*Listed records*
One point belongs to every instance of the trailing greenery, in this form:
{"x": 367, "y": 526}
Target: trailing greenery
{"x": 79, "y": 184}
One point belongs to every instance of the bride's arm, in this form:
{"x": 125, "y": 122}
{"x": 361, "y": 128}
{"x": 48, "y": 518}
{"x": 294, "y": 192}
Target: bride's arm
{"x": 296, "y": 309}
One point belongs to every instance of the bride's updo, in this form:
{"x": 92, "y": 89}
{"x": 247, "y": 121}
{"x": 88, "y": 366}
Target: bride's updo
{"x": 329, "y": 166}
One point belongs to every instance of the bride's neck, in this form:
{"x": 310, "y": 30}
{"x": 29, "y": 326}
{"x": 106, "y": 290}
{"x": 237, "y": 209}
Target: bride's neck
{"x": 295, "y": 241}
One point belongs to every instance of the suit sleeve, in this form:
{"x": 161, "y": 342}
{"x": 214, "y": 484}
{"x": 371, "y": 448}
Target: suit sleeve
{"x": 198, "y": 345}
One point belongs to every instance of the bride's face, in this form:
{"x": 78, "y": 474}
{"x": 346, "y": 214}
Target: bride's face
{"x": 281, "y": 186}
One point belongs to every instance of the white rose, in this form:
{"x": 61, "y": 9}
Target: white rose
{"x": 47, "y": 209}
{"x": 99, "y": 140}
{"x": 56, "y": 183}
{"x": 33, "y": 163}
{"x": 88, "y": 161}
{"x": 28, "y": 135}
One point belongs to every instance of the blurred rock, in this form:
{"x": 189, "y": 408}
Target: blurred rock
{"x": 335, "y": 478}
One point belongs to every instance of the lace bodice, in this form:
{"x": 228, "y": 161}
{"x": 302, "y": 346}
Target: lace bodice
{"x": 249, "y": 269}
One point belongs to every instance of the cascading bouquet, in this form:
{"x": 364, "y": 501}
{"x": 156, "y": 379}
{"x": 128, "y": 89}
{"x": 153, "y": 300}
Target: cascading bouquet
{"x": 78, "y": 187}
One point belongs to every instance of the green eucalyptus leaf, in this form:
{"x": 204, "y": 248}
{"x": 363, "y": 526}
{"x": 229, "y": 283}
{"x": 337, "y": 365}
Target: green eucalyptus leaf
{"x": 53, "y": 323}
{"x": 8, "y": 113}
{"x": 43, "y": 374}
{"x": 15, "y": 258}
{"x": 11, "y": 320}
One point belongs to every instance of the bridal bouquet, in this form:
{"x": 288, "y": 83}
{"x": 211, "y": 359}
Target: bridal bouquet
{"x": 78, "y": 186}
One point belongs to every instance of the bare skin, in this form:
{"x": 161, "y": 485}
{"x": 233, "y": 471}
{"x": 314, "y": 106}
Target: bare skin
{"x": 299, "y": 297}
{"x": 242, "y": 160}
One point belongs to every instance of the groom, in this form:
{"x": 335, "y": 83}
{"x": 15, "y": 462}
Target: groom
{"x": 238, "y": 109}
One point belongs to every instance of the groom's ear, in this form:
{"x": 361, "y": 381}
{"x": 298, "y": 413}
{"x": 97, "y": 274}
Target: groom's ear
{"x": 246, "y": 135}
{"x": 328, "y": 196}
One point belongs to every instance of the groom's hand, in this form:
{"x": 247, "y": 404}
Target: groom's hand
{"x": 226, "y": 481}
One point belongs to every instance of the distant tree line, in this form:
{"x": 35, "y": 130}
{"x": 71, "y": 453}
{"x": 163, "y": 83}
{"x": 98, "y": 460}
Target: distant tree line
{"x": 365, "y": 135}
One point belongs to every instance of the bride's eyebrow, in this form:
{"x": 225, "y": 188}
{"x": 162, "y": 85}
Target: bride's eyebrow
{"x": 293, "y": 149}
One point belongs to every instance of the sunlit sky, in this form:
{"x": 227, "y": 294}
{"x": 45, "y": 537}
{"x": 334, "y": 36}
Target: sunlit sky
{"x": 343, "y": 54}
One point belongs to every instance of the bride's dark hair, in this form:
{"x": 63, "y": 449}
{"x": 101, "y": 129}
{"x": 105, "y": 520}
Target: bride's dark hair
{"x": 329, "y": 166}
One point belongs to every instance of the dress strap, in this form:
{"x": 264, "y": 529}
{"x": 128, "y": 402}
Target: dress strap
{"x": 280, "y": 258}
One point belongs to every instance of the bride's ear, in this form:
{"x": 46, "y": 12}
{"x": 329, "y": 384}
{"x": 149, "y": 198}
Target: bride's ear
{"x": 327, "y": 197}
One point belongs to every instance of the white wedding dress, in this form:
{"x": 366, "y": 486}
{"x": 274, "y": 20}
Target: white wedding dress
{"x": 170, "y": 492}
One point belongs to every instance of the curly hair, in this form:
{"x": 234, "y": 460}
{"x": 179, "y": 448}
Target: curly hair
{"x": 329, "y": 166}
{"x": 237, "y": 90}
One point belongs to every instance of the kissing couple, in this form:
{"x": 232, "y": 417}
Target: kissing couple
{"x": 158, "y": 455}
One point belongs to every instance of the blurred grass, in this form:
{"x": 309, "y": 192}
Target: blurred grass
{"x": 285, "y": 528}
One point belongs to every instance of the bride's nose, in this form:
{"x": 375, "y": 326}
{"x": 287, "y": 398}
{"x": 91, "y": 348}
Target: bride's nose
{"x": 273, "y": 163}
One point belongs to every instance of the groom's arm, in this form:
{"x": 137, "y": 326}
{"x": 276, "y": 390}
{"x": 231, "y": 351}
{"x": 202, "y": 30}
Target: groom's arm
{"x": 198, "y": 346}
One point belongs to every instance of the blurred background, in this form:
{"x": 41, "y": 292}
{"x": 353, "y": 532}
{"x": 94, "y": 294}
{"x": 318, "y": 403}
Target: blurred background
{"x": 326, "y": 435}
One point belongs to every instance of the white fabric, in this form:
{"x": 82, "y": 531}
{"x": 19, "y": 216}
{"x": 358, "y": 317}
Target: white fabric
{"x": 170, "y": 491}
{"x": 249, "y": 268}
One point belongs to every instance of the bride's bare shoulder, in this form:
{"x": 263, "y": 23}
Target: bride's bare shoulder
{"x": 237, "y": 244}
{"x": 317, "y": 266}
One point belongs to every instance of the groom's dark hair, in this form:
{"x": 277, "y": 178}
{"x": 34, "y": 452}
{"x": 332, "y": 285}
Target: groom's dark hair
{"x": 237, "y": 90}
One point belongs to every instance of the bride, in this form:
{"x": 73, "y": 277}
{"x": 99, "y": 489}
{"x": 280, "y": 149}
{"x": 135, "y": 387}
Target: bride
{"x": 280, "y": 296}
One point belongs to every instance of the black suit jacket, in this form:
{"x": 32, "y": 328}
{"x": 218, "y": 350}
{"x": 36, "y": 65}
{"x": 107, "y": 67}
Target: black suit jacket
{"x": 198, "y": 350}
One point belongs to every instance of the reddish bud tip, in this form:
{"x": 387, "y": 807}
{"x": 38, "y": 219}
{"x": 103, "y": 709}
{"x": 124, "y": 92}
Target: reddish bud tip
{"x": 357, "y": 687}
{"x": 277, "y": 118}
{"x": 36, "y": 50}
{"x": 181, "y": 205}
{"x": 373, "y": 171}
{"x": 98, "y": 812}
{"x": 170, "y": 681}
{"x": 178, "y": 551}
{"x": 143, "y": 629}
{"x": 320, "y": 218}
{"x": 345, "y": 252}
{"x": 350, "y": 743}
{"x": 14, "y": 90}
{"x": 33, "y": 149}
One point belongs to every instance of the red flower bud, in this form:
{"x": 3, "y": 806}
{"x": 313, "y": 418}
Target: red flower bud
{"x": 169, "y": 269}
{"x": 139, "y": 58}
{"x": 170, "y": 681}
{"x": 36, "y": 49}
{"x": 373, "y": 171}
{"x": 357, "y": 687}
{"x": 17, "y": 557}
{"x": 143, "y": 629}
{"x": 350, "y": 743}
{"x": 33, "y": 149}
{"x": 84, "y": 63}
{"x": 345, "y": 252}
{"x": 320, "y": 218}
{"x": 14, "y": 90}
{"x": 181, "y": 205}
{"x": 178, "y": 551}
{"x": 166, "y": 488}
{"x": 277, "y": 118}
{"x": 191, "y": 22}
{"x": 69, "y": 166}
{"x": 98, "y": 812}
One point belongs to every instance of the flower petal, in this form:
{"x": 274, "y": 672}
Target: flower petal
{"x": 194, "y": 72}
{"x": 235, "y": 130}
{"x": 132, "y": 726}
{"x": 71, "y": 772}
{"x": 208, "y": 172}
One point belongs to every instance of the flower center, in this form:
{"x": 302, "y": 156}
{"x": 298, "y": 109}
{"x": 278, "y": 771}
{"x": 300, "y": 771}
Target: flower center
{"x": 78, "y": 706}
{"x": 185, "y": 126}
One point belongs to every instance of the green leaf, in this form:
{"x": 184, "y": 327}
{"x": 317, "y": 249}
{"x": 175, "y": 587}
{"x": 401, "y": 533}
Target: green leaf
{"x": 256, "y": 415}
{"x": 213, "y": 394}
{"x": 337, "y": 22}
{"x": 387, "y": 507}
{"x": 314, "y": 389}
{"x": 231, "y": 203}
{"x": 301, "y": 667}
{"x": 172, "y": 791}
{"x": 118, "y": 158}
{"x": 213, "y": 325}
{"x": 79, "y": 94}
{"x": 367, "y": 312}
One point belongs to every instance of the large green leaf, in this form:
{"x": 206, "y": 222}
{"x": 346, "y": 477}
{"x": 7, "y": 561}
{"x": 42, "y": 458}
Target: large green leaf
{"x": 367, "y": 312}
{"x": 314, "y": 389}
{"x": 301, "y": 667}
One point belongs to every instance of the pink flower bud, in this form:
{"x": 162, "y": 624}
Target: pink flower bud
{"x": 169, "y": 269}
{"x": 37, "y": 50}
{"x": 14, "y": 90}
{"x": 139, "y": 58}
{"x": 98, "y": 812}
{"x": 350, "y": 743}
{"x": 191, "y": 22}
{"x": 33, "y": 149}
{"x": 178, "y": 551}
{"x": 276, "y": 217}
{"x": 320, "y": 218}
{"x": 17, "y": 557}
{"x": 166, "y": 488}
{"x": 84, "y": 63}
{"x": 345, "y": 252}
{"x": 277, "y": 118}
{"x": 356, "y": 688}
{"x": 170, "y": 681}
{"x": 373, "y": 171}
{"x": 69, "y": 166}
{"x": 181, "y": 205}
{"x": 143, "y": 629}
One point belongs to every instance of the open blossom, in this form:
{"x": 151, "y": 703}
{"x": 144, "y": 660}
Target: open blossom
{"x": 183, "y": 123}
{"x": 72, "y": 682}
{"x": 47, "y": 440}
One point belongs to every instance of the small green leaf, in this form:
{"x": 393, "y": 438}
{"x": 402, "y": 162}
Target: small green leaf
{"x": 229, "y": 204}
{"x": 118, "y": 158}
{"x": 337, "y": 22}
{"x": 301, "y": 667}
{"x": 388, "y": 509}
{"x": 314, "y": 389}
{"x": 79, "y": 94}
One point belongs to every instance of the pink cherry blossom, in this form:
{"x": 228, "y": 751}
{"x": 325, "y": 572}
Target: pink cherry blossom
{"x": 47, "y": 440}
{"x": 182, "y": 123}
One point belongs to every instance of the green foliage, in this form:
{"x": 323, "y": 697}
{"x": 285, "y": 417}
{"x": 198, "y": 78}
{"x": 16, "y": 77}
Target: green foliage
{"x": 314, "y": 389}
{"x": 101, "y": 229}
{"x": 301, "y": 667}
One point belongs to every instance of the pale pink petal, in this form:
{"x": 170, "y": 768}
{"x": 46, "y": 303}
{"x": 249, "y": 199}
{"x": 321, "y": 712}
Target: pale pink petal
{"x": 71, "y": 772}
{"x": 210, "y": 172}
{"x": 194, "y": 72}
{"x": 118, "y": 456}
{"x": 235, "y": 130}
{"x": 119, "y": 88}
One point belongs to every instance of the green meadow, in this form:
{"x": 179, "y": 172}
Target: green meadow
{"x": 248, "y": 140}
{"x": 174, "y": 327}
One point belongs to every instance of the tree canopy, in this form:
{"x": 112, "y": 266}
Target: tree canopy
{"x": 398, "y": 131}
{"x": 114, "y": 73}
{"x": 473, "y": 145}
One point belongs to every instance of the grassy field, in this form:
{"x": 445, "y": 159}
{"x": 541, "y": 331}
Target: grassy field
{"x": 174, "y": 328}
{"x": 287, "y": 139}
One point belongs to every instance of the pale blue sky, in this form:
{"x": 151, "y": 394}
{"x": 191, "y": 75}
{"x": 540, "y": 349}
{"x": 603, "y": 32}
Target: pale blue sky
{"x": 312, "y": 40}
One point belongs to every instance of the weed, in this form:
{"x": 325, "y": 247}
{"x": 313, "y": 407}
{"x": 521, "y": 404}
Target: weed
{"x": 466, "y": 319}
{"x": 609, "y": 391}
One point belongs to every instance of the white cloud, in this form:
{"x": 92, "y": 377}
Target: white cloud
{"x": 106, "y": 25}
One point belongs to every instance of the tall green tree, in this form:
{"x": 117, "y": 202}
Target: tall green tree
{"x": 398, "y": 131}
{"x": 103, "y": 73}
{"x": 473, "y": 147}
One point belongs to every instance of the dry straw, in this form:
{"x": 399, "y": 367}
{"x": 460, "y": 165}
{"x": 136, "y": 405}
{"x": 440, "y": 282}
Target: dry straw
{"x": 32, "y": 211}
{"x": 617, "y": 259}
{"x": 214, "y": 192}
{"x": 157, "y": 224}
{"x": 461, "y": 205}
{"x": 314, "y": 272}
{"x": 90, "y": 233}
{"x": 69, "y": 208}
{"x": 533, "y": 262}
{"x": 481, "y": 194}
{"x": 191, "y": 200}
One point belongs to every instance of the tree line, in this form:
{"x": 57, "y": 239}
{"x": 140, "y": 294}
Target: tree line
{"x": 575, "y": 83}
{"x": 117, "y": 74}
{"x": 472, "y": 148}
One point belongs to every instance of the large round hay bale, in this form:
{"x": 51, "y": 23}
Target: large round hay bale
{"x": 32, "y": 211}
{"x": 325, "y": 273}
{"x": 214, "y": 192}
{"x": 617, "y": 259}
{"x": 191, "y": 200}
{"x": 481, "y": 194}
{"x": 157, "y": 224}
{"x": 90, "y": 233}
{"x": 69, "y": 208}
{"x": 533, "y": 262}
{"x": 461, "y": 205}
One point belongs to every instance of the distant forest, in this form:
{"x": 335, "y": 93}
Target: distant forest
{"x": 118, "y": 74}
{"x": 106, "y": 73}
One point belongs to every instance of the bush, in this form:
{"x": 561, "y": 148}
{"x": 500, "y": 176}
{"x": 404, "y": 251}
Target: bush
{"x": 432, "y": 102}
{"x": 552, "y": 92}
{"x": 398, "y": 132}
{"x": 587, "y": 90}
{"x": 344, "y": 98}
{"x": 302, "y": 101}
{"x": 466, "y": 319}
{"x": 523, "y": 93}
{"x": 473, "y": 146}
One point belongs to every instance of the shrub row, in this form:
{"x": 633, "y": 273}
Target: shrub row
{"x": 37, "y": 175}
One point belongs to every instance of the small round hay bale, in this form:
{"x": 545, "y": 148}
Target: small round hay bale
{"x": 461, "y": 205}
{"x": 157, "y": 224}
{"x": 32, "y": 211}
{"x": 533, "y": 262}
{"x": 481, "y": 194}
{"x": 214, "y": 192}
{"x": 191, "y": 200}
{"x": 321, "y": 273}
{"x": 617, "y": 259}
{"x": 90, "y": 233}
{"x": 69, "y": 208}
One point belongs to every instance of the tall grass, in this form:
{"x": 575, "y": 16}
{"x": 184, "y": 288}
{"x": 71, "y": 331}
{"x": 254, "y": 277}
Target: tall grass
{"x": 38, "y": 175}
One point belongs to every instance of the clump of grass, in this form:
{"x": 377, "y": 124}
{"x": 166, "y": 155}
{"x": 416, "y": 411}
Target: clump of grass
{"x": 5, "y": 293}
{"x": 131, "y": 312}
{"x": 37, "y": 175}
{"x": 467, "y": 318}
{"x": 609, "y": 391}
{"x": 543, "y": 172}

*What you need to do*
Begin with the line that contains "One point belongs to every instance of the shrub" and quote each line after it exactly, stopping after the last line of the data.

*Output of the exercise*
One point belongs to every instance of the shrub row, in this form:
{"x": 633, "y": 273}
Target: shrub row
{"x": 37, "y": 175}
One point belongs to every instance of the small round hay bale, in this form:
{"x": 545, "y": 148}
Target: small round hay bale
{"x": 461, "y": 205}
{"x": 157, "y": 224}
{"x": 32, "y": 211}
{"x": 533, "y": 262}
{"x": 481, "y": 194}
{"x": 214, "y": 192}
{"x": 191, "y": 200}
{"x": 321, "y": 273}
{"x": 617, "y": 259}
{"x": 90, "y": 233}
{"x": 69, "y": 208}
One point belongs to every instance of the tall grass, in this form:
{"x": 575, "y": 16}
{"x": 184, "y": 288}
{"x": 71, "y": 331}
{"x": 254, "y": 277}
Target: tall grass
{"x": 38, "y": 175}
One point belongs to every instance of the clump of grass, in this form:
{"x": 377, "y": 124}
{"x": 166, "y": 155}
{"x": 416, "y": 411}
Target: clump of grass
{"x": 5, "y": 293}
{"x": 131, "y": 312}
{"x": 37, "y": 175}
{"x": 467, "y": 318}
{"x": 609, "y": 391}
{"x": 543, "y": 172}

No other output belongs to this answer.